DATA EXTRACT below:

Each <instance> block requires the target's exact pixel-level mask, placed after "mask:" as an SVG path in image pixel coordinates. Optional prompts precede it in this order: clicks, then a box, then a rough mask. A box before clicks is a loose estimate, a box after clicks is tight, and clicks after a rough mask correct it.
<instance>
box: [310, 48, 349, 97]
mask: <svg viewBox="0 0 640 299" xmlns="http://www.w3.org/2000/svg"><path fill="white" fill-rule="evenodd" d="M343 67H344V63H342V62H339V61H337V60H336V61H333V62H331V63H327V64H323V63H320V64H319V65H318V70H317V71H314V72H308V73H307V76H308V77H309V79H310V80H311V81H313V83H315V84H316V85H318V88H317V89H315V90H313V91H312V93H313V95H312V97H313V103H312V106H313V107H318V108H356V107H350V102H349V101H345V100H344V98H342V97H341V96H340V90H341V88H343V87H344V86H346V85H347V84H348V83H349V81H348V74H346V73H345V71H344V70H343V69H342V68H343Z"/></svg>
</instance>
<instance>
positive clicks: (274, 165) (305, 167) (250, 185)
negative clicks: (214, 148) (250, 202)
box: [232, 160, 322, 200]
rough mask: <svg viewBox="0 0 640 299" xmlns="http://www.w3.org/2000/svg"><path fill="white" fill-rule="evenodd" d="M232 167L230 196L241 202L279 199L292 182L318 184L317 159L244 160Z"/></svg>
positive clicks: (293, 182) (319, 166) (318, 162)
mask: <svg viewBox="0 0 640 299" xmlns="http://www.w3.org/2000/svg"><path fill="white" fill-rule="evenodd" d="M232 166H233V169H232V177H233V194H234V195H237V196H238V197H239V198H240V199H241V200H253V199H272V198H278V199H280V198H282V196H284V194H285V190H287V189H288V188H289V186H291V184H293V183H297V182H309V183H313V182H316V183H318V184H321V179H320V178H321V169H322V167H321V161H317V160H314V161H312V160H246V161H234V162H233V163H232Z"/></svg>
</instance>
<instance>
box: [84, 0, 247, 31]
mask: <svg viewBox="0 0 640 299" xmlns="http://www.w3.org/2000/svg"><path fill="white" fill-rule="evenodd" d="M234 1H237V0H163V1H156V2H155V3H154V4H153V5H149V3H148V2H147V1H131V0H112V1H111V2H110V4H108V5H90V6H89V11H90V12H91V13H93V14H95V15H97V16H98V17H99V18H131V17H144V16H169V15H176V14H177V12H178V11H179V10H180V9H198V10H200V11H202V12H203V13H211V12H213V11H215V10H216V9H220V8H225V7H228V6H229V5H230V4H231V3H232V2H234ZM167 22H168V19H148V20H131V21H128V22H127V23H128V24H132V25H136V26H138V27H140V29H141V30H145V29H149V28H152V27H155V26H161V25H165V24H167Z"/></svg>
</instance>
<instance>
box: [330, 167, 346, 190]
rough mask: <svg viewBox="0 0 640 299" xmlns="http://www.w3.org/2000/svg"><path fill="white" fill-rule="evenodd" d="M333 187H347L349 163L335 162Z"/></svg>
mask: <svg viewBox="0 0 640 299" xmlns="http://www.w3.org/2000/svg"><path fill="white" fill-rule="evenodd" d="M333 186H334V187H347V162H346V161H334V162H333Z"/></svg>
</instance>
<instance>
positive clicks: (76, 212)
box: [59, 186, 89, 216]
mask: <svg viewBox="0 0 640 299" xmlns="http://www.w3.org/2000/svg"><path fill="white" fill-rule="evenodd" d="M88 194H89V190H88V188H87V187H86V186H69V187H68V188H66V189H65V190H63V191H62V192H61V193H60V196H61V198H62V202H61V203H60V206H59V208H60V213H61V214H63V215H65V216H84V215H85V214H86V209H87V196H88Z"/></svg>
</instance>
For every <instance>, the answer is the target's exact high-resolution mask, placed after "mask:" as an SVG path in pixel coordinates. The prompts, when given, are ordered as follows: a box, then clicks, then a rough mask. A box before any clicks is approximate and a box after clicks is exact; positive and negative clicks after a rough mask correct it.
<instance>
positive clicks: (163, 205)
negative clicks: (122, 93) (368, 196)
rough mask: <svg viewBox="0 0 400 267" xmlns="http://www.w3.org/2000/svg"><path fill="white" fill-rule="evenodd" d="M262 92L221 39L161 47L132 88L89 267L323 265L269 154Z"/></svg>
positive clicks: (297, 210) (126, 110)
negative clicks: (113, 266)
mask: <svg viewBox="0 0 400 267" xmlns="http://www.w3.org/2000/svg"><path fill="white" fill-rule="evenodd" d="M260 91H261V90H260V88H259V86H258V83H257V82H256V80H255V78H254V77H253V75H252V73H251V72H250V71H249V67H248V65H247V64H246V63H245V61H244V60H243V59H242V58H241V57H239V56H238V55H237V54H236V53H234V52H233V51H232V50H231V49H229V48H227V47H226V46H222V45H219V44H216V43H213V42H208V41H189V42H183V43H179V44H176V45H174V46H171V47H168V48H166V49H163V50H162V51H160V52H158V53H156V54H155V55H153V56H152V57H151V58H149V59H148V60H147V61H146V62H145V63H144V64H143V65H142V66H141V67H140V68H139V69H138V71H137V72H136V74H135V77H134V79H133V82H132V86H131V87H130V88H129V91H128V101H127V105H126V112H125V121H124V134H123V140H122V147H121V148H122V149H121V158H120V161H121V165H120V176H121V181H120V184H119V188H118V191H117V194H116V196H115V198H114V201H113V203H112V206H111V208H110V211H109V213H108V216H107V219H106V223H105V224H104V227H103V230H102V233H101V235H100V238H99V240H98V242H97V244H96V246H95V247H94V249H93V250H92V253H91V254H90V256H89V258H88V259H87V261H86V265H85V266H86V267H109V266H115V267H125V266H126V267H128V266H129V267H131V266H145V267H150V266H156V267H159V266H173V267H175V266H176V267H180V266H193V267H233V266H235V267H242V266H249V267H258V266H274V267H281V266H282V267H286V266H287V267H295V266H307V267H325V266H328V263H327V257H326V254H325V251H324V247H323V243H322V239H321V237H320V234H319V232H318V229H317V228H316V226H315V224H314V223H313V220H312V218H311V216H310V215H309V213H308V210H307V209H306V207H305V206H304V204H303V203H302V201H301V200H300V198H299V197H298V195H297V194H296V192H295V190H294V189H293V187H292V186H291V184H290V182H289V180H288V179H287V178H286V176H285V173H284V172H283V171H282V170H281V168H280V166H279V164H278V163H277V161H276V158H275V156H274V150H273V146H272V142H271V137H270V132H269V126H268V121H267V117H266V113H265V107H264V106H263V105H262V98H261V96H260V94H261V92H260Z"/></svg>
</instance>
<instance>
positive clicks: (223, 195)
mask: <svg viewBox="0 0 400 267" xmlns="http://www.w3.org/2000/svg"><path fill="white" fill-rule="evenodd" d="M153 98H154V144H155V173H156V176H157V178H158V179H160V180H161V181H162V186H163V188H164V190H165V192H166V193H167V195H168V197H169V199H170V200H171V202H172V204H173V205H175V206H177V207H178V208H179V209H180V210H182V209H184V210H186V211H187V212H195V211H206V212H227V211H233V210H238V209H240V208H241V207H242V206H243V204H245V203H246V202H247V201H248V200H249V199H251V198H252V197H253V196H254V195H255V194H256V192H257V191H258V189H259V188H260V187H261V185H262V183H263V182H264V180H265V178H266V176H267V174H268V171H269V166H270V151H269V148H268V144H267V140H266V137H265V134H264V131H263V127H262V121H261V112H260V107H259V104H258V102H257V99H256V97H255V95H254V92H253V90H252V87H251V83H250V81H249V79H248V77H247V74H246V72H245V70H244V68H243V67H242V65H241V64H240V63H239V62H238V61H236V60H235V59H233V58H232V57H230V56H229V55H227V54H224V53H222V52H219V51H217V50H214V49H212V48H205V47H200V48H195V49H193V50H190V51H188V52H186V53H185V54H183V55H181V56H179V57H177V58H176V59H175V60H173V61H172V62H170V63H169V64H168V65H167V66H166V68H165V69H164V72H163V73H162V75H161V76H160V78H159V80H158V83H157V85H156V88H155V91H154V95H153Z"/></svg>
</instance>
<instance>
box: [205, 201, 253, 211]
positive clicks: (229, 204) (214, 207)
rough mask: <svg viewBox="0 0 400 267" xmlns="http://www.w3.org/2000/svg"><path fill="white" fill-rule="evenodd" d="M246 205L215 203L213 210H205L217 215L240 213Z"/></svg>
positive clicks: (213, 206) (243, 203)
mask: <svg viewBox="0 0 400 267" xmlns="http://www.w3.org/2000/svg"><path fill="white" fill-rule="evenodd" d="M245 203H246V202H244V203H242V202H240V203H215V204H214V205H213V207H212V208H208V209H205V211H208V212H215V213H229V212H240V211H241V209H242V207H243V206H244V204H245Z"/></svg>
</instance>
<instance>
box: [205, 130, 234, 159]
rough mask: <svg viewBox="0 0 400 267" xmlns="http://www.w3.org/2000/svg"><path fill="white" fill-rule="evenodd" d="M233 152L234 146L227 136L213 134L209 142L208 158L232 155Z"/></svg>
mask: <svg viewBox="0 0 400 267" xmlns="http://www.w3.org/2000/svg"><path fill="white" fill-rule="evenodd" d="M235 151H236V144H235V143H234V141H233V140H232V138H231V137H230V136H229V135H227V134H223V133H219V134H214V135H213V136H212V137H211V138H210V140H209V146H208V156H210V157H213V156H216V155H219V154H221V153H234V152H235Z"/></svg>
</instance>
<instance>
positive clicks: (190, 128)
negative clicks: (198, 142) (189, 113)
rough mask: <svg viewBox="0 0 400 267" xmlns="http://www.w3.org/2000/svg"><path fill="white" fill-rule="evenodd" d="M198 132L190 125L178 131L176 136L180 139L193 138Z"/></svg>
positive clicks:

End of DATA EXTRACT.

### ABOUT THIS EXERCISE
Could you substitute "coarse mask" for "rough mask" in the data from its first line through the line containing "box: [310, 48, 349, 97]", and return only those lines with nothing else changed?

### ANSWER FOR THIS EXERCISE
Each <instance> block requires the target's exact pixel-level mask, placed after "mask:" as an SVG path in image pixel coordinates. Optional prompts precede it in this order: clicks, then a box, then a coarse mask. A box before clicks is a loose estimate, a box after clicks is tight, and clicks after a coarse mask correct it.
<instance>
box: [310, 48, 349, 97]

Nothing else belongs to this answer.